## [Task instructions]
Reproduce all the entries exactly.

+++ Data for this task

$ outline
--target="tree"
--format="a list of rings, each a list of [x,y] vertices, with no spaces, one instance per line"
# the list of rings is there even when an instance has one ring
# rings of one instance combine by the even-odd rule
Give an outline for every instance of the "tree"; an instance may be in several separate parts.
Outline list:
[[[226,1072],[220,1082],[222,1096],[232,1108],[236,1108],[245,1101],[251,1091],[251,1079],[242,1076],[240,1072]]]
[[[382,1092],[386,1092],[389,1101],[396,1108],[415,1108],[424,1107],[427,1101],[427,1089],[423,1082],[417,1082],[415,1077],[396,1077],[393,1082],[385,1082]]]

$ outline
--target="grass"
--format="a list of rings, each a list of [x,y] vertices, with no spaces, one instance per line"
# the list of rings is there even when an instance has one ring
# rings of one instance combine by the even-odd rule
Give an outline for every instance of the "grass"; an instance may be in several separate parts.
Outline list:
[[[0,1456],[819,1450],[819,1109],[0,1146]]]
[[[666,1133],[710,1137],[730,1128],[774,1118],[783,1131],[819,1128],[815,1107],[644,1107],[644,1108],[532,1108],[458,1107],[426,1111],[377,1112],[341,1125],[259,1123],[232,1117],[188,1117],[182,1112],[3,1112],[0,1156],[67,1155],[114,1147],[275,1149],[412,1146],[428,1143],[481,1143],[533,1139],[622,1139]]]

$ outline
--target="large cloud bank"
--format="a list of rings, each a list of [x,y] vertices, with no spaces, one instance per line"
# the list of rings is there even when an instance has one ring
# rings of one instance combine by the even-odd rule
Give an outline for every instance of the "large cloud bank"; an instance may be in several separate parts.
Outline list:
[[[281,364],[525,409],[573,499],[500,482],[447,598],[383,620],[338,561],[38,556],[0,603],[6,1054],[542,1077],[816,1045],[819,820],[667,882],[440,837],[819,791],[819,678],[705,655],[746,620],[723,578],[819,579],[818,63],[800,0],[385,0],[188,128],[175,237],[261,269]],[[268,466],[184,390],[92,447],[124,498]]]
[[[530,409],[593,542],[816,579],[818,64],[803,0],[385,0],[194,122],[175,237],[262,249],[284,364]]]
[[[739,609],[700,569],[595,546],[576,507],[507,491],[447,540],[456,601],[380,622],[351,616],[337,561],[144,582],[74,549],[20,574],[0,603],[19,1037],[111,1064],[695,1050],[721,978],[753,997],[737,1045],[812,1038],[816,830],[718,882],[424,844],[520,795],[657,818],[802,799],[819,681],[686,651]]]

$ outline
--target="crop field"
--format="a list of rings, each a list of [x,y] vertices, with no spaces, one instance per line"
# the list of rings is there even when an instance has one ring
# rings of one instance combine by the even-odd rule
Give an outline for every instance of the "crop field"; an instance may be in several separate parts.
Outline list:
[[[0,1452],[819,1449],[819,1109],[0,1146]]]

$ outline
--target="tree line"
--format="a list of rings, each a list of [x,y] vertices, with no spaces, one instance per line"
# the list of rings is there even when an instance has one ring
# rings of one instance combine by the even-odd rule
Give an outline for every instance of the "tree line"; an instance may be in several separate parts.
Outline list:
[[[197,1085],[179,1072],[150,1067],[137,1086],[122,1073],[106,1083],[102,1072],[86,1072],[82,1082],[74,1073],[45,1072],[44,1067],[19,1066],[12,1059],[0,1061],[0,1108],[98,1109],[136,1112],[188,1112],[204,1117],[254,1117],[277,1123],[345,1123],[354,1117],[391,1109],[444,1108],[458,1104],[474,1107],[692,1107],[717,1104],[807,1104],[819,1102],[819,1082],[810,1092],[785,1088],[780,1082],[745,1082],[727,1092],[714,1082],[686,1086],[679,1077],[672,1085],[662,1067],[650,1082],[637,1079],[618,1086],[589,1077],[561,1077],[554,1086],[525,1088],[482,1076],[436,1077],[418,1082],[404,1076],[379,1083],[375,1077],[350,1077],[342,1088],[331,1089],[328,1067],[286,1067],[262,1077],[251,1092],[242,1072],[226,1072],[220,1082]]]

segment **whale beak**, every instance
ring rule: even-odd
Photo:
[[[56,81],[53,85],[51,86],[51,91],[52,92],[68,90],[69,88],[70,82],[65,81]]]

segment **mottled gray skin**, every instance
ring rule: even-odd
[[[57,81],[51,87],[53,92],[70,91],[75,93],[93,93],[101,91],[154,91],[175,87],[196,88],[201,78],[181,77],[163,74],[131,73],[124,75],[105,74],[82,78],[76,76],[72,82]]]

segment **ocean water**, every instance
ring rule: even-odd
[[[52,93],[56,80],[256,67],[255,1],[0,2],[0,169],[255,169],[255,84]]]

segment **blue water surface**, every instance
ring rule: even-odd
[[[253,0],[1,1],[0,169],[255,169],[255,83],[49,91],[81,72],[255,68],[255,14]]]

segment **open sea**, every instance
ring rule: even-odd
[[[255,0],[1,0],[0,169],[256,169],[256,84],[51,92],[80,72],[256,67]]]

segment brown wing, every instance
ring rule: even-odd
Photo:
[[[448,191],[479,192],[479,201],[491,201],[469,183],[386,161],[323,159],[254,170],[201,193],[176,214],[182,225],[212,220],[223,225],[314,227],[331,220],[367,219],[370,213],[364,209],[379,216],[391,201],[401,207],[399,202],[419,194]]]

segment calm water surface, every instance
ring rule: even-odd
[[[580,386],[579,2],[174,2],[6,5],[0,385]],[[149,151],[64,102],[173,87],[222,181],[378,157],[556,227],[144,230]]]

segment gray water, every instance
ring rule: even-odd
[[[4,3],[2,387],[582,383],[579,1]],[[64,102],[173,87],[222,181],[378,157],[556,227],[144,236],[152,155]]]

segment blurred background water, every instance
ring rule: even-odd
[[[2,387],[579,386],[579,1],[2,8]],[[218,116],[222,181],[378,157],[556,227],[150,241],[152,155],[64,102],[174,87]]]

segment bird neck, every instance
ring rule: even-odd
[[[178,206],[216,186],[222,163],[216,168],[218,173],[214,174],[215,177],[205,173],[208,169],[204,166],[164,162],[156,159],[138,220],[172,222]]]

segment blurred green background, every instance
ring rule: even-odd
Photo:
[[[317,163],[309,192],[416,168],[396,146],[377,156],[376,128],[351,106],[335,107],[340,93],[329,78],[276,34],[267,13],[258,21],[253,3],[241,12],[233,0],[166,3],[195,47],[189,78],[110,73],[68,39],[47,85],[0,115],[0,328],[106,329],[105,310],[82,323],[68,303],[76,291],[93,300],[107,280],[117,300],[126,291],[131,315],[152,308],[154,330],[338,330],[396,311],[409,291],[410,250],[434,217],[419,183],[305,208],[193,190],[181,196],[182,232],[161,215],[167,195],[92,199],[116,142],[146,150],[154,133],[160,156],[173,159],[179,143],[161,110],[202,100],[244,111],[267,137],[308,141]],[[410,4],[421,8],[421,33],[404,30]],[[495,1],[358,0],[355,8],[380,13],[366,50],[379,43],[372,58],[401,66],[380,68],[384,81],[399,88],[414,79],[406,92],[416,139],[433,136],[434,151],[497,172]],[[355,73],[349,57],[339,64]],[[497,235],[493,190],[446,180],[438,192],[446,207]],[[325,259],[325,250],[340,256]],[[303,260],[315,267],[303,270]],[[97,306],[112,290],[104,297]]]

++++++

## [Expected answer]
$ outline
--target="tree"
--format="a list of rings, each a list of [x,y] vertices, with no spaces, one instance per line"
# the list of rings is there even when an instance has one ring
# rings of one instance combine by the even-odd rule
Give an outline for every instance of the "tree"; an instance may be in several separate parts.
Outline list:
[[[226,1072],[220,1082],[222,1096],[232,1108],[236,1108],[245,1101],[251,1091],[251,1079],[242,1076],[240,1072]]]
[[[382,1092],[386,1092],[389,1101],[396,1108],[415,1108],[424,1107],[427,1101],[427,1089],[423,1082],[417,1082],[415,1077],[396,1077],[393,1082],[385,1082]]]

$ outline
--target="grass"
--format="a list of rings, each a list of [x,y] vertices, with no spaces, one instance per line"
# the list of rings is there even when an instance has one ring
# rings of one instance combine by the even-odd rule
Give an outline for every instance of the "grass"; an instance may be in several separate parts.
Outline list:
[[[0,1456],[819,1450],[819,1109],[0,1146]]]
[[[666,1133],[710,1137],[730,1128],[774,1118],[783,1131],[819,1128],[815,1107],[644,1107],[644,1108],[532,1108],[458,1107],[426,1111],[377,1112],[341,1125],[259,1123],[232,1117],[188,1117],[182,1112],[3,1112],[0,1156],[67,1155],[114,1147],[275,1149],[412,1146],[428,1143],[481,1143],[533,1139],[622,1139]]]

$ outline
--target="large cloud bank"
--format="a list of rings, each a list of [x,y] vertices, with no spaces, one instance per line"
# the list of rings is there even when an instance has one ring
# rings of one instance combine by the even-odd rule
Give an outline for every instance of the "large cloud bank"; an instance may be in several separate parts.
Outline list:
[[[281,364],[525,409],[573,499],[500,482],[447,598],[383,620],[338,561],[38,556],[0,603],[6,1054],[542,1077],[816,1045],[819,820],[667,882],[440,837],[819,791],[819,678],[705,655],[746,620],[723,578],[819,579],[818,63],[800,0],[385,0],[188,128],[175,237],[261,269]],[[268,466],[184,390],[92,447],[124,498]]]
[[[530,409],[593,542],[816,579],[818,64],[803,0],[385,0],[194,122],[175,237],[262,249],[284,364]]]
[[[739,609],[700,569],[595,546],[576,507],[507,491],[447,540],[456,601],[380,622],[351,616],[337,561],[144,582],[74,549],[20,574],[0,603],[19,1037],[111,1064],[695,1050],[721,978],[753,997],[737,1045],[812,1038],[816,830],[718,882],[424,844],[520,795],[657,818],[802,799],[819,681],[686,651]]]

$ outline
--target="crop field"
--format="a list of rings, each a list of [x,y] vertices, with no spaces, one instance per line"
# the list of rings is there even when an instance has one ring
# rings of one instance combine by the even-odd rule
Give an outline for every instance of the "crop field"; an instance may be in several separate parts.
Outline list:
[[[0,1452],[819,1449],[819,1109],[0,1146]]]

$ outline
--target="tree line"
--format="a list of rings, each a list of [x,y] vertices, with no spaces, one instance per line"
# the list of rings is there even when an instance has one ring
# rings of one instance combine by the even-odd rule
Give an outline for every instance of the "tree line"; an instance may be in several separate parts.
Outline list:
[[[197,1085],[179,1072],[150,1067],[137,1086],[122,1073],[106,1083],[102,1072],[86,1072],[82,1082],[74,1073],[45,1072],[44,1067],[19,1066],[12,1059],[0,1061],[0,1108],[98,1109],[136,1112],[188,1112],[204,1117],[254,1117],[277,1123],[345,1123],[354,1117],[391,1109],[444,1108],[458,1104],[474,1107],[692,1107],[717,1104],[807,1104],[819,1102],[819,1082],[810,1092],[785,1088],[780,1082],[745,1082],[727,1092],[714,1082],[686,1086],[679,1077],[672,1085],[662,1067],[650,1082],[637,1079],[618,1086],[589,1077],[561,1077],[554,1086],[525,1088],[482,1076],[436,1077],[418,1082],[404,1076],[379,1083],[375,1077],[350,1077],[342,1088],[331,1089],[328,1067],[286,1067],[262,1077],[251,1092],[242,1072],[226,1072],[220,1082]]]

segment **whale beak**, every instance
ring rule: even-odd
Photo:
[[[56,81],[53,85],[51,86],[51,91],[52,92],[68,90],[69,88],[70,82],[65,81]]]

segment **mottled gray skin**, every instance
ring rule: even-odd
[[[57,81],[51,87],[53,92],[70,91],[75,93],[93,93],[101,91],[154,91],[175,87],[196,88],[201,78],[181,77],[163,74],[131,73],[124,75],[105,74],[82,78],[76,76],[72,82]]]

segment **ocean water**, every instance
ring rule: even-odd
[[[52,93],[56,80],[256,67],[255,1],[0,2],[0,169],[255,169],[255,84]]]

segment **blue water surface**, every instance
ring rule: even-odd
[[[253,0],[1,1],[0,169],[255,169],[255,83],[49,91],[81,72],[255,68],[255,14]]]

segment **open sea**, every instance
ring rule: even-odd
[[[255,0],[1,0],[0,169],[256,169],[256,84],[51,92],[80,72],[256,67]]]

segment brown wing, every instance
ring rule: even-odd
Photo:
[[[448,191],[479,192],[479,201],[491,201],[469,183],[386,161],[323,159],[254,170],[201,193],[176,214],[182,225],[212,220],[223,225],[314,227],[331,220],[367,219],[370,213],[364,209],[379,216],[391,201],[401,207],[399,202],[419,194]]]

segment calm water surface, every instance
ring rule: even-odd
[[[580,386],[579,2],[174,2],[6,5],[0,385]],[[149,151],[64,102],[173,87],[222,181],[378,157],[556,227],[144,230]]]

segment gray water, every instance
ring rule: even-odd
[[[4,3],[2,387],[582,383],[579,1]],[[64,102],[173,87],[222,181],[378,157],[556,227],[144,236],[152,155]]]

segment blurred background water, every instance
ring rule: even-odd
[[[2,387],[579,386],[579,1],[2,8]],[[218,116],[222,181],[378,157],[556,227],[150,241],[152,155],[64,102],[174,87]]]

segment bird neck, every instance
ring rule: even-odd
[[[178,206],[216,186],[222,163],[216,168],[218,173],[214,174],[215,177],[205,173],[208,169],[204,166],[164,162],[156,159],[138,220],[172,222]]]

segment blurred green background, every instance
ring rule: even-odd
Photo:
[[[317,163],[309,192],[416,168],[396,146],[377,156],[376,128],[351,106],[335,107],[340,93],[329,78],[276,34],[267,13],[258,21],[253,3],[241,12],[233,0],[166,3],[195,47],[189,78],[110,73],[68,39],[47,85],[0,115],[0,328],[106,329],[105,310],[82,323],[68,303],[76,291],[93,300],[107,280],[117,300],[126,291],[131,315],[152,308],[154,330],[338,330],[396,311],[409,291],[410,250],[434,217],[419,183],[305,208],[193,190],[181,196],[182,232],[161,215],[167,195],[92,199],[116,142],[146,150],[154,133],[160,156],[173,159],[179,143],[161,110],[202,100],[244,111],[267,137],[308,141]],[[410,4],[421,8],[421,33],[404,30]],[[495,1],[358,0],[355,8],[380,13],[366,50],[379,43],[372,58],[401,66],[380,68],[384,81],[399,88],[414,79],[406,92],[416,139],[433,136],[434,151],[497,172]],[[355,73],[349,57],[339,64]],[[497,235],[493,190],[446,180],[438,192],[446,207]],[[325,259],[325,250],[340,256]],[[303,260],[315,267],[303,270]],[[97,306],[112,290],[104,297]]]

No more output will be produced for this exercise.